Ten aanzien van extern salderen zet het kabinet in op meer regie, bijvoorbeeld door alle vrijkomende en vrijvallende ruimte bij extern salderen te registeren en de interbestuurlijke afspraken over extern salderen aan te scherpen. Ook werkt het kabinet aan het met voorrang sturen op het gebruik van emissieruimte en het uitwerken van een recht van eerste koop van agrarische grond, beide in het kader van gebiedsprogramma’s om te kunnen sturen in het landelijk gebied.

Voor intern salderen werkt het kabinet aan een vergunningplicht per 1 januari 2024, mede op verzoek van de provincies. Op dit moment is intern salderen vergunningvrij. Dat leidt tot knelpunten in de praktijk op het gebied van toestemmingverlening, toezicht en handhaving. Met de vergunningplicht krijgen bevoegde gezagen de mogelijkheid om voorwaarden te stellen aan intern salderen.

**TAKENLIJST**
a) Vertaal de zin "Op dit moment is intern salderen vergunningvrij." uit de tekst over salderen in het Engels.
b) Wijzig het stuk uit de tekst over salderen dat begint bij de woorden "Ten aanzien van" en eindigt na "het landelijk gebied.": geef het opnieuw, met "landbouwgrond" in plaats van "agrarische grond".
c) Schrijf de tekst over extern en intern salderen verder vanaf de laatste zin.

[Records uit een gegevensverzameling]
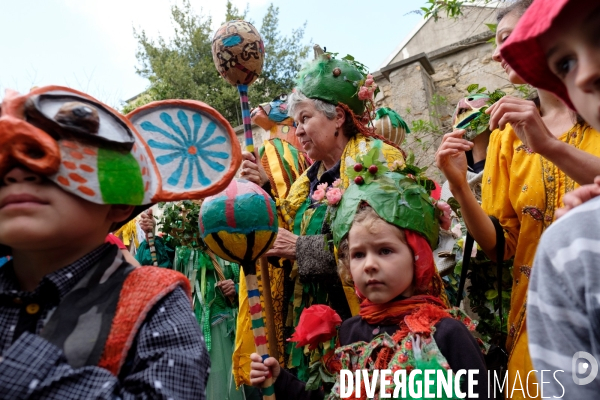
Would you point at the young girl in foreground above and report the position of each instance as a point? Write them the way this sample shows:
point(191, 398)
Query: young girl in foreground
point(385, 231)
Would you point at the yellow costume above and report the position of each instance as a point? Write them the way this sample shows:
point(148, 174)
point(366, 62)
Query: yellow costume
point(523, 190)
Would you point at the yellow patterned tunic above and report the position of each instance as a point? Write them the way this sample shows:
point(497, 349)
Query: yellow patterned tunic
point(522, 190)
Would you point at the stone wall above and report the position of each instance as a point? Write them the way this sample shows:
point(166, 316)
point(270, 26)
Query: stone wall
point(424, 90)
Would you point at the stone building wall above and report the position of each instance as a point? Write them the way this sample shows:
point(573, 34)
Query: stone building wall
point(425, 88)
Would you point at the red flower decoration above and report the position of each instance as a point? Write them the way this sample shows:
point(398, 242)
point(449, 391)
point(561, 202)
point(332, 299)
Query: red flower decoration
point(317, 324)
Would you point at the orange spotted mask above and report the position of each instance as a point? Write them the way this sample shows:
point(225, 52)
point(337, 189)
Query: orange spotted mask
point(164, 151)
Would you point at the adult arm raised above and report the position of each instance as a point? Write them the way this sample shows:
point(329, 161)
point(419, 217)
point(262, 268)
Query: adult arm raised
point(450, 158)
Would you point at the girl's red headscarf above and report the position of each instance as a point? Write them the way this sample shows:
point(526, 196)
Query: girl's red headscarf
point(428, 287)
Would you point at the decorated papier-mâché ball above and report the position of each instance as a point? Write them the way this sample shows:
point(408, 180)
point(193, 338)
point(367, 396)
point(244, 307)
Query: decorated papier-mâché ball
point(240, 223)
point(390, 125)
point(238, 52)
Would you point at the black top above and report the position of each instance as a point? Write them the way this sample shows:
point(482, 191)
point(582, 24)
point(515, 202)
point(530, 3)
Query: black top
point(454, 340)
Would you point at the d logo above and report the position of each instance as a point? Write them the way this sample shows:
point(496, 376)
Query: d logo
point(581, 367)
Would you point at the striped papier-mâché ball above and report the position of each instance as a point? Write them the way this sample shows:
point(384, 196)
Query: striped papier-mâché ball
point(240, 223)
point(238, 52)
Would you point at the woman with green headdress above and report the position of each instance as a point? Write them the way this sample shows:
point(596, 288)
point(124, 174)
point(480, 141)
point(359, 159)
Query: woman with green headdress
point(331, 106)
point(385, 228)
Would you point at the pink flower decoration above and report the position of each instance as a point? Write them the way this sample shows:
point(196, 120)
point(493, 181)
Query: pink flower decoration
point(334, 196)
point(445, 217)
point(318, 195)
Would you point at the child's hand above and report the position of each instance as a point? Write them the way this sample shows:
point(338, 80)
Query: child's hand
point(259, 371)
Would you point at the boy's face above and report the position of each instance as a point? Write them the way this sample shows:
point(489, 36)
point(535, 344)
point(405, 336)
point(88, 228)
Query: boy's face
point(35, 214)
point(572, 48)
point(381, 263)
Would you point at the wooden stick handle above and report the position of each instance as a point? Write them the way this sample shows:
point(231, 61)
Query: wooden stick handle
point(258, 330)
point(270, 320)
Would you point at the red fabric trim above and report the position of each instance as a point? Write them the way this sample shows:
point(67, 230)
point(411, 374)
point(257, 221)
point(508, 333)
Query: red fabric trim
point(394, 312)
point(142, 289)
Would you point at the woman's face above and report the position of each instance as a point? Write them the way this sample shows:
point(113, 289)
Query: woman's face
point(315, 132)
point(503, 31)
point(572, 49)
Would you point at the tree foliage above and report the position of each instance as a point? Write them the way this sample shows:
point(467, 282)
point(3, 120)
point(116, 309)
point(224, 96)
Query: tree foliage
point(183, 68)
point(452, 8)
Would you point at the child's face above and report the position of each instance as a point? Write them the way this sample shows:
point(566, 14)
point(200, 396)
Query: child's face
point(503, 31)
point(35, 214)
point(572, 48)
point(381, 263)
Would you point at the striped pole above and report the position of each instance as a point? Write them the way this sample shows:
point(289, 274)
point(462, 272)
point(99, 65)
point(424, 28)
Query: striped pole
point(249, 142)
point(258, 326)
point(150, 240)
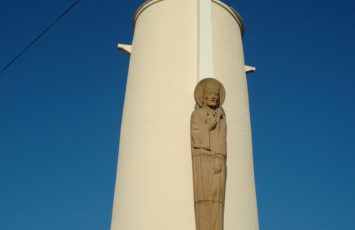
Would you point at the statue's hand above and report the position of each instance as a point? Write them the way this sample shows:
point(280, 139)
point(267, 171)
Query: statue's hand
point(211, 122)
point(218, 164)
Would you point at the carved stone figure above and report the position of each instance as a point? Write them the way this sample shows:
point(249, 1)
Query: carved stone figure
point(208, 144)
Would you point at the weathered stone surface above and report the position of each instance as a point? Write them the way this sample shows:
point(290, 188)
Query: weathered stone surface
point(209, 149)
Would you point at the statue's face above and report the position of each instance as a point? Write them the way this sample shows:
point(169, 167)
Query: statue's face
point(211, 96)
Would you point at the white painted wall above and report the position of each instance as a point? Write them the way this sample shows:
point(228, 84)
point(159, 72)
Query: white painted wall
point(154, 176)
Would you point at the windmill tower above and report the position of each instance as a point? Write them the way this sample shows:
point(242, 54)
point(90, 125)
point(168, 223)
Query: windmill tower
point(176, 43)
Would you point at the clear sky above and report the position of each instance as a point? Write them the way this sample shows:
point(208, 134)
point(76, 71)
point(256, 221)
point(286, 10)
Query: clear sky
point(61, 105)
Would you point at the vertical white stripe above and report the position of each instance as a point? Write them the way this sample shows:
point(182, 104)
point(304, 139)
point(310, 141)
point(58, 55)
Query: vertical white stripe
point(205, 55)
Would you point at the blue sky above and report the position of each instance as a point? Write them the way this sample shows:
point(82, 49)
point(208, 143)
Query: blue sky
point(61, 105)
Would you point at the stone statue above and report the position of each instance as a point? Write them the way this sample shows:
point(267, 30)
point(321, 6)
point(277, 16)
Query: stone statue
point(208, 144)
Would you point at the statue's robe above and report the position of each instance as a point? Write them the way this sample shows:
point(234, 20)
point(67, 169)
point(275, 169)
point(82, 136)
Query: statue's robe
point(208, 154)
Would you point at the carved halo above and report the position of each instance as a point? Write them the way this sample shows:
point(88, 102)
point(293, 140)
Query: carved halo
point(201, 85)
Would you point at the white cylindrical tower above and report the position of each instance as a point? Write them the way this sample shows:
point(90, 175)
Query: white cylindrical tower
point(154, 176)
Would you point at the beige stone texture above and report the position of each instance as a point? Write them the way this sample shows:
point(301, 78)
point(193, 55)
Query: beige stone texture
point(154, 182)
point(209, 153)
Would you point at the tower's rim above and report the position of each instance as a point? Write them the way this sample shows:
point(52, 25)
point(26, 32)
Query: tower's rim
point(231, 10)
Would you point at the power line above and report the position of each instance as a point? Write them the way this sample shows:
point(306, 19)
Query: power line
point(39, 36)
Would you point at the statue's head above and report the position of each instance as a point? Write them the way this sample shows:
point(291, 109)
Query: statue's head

**RESULTATEN PER TAAK**
a) At present, internal netting does not require a permit.

b)
Ten aanzien van extern salderen zet het kabinet in op meer regie, bijvoorbeeld door alle vrijkomende en vrijvallende ruimte bij extern salderen te registeren en de interbestuurlijke afspraken over extern salderen aan te scherpen. Ook werkt het kabinet aan het met voorrang sturen op het gebruik van emissieruimte en het uitwerken van een recht van eerste koop van landbouwgrond, beide in het kader van gebiedsprogramma’s om te kunnen sturen in het landelijk gebied.

c)
Tot slot heeft het kabinet een aanpak voor latente ruimte uiteengezet. Door natuurvergunningen te actualiseren op het moment dat initiatiefnemers een aanpassing aan hun bedrijf doorvoeren, sluiten vergunningen aan bij wat er op een bedrijf gebeurt. Daarnaast wil het kabinet samen met bevoegde gezagen de voorwaarden voor salderen aanscherpen, zodat salderen robuuster wordt.

2. Wat er de komende maanden gaat gebeuren

2023 is jaar waar we de omslag maken van beleid bedenken naar toepassen en «doen». We gaan de handreiking en de spelregels nu toetsen aan die praktijk. Dat doen we door concreet het hele proces van het realiseren van een gebiedsprogramma alvast te doorlopen. De ervaringen vormen input voor het realiseren van de gebiedsprogramma’s. In dit kader is al het volgende voorzien:

  • IJkmoment in januari 2023.

  • Pilots voor ontwikkeling gebiedsprogramma door toepassing van de opgestelde handreiking bij een gebiedsprogramma in wording (december en januari met een gezamenlijk concluderend leermoment in februari).

  • Oefenen met pilots voor concrete maatregelen door toepassen en verbeteren van spelregels.

Hierna volgt per punt een nadere toelichting.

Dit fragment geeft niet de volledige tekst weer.